- Task goal
Retype each line below without a single alteration.

- Referring expression data
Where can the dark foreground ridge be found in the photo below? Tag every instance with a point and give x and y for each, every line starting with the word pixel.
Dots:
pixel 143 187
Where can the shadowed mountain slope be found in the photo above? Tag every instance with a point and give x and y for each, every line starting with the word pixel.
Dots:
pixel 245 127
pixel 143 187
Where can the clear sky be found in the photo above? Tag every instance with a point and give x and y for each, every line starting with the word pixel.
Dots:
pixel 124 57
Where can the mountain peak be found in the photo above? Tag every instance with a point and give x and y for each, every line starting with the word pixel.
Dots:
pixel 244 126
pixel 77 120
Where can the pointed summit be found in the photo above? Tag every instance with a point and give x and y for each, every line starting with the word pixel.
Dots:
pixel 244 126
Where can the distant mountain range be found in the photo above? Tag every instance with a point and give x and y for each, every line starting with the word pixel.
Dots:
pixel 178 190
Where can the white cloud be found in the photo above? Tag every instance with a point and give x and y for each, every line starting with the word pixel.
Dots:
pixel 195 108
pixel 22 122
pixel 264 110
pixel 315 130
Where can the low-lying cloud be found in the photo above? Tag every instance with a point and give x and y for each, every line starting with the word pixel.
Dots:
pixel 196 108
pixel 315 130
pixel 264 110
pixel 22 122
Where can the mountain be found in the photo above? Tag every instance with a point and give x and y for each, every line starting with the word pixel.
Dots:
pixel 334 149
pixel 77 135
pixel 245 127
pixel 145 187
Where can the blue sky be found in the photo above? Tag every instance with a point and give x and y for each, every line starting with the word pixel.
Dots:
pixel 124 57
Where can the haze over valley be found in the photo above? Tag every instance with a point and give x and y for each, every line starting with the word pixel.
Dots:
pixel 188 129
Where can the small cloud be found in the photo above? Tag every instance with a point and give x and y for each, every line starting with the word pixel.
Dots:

- Answer to the problem
Where can the dark foreground ridge be found in the photo below? Tag every instance with a point and give x and y for each, every line starting with the word pixel.
Dots:
pixel 143 187
Where can the shadowed mountain slope be found in the photo above? Tag every instance with a point and give x and y for each, every line starting with the word pixel.
Dots:
pixel 245 127
pixel 143 187
Where can the clear sky be found in the photo above? Tag every instance with a point and give x and y for each, every line starting with the word pixel.
Dots:
pixel 124 57
Where can the mountain peak be found in the photo above? Tag every instance with a point and give x and y for each, every line starting with the word pixel.
Dots:
pixel 244 126
pixel 77 120
Where can the pointed summit be found in the photo above? Tag every instance with a point and give x and y for each, every line starting with the word pixel.
Dots:
pixel 244 126
Where can the distant mountain range be found in the photo above? Tag every instance with a point and give x and y for each, every line starting with the word pixel.
Dots:
pixel 178 190
Where can the white cloud be found in the photo above? Tag every instance with a point and give x and y for each, every line starting with the word pixel.
Dots:
pixel 195 108
pixel 22 122
pixel 264 110
pixel 315 130
Where can the low-lying cloud be found in the photo above? Tag every instance with a point and give x and y for each, every line starting with the word pixel.
Dots:
pixel 196 108
pixel 315 130
pixel 264 110
pixel 22 122
Where can the mountain be found in the photo above? Tag every instance with a point and give x and y for each, every line starting with the word pixel.
Dots:
pixel 334 149
pixel 77 135
pixel 245 127
pixel 145 187
Where can the blue sky be found in the photo above? Tag every instance with a point and give x and y for each, every line starting with the word pixel.
Dots:
pixel 124 57
Where can the haze over valley be found in the photo above? Tag every instance with a point and give x and y for each, every line starting with the word pixel.
Dots:
pixel 188 129
Where can the small cloud be found in the photo above? Tag every instance with a point and give x and y for each, every line starting with the word pixel.
Dots:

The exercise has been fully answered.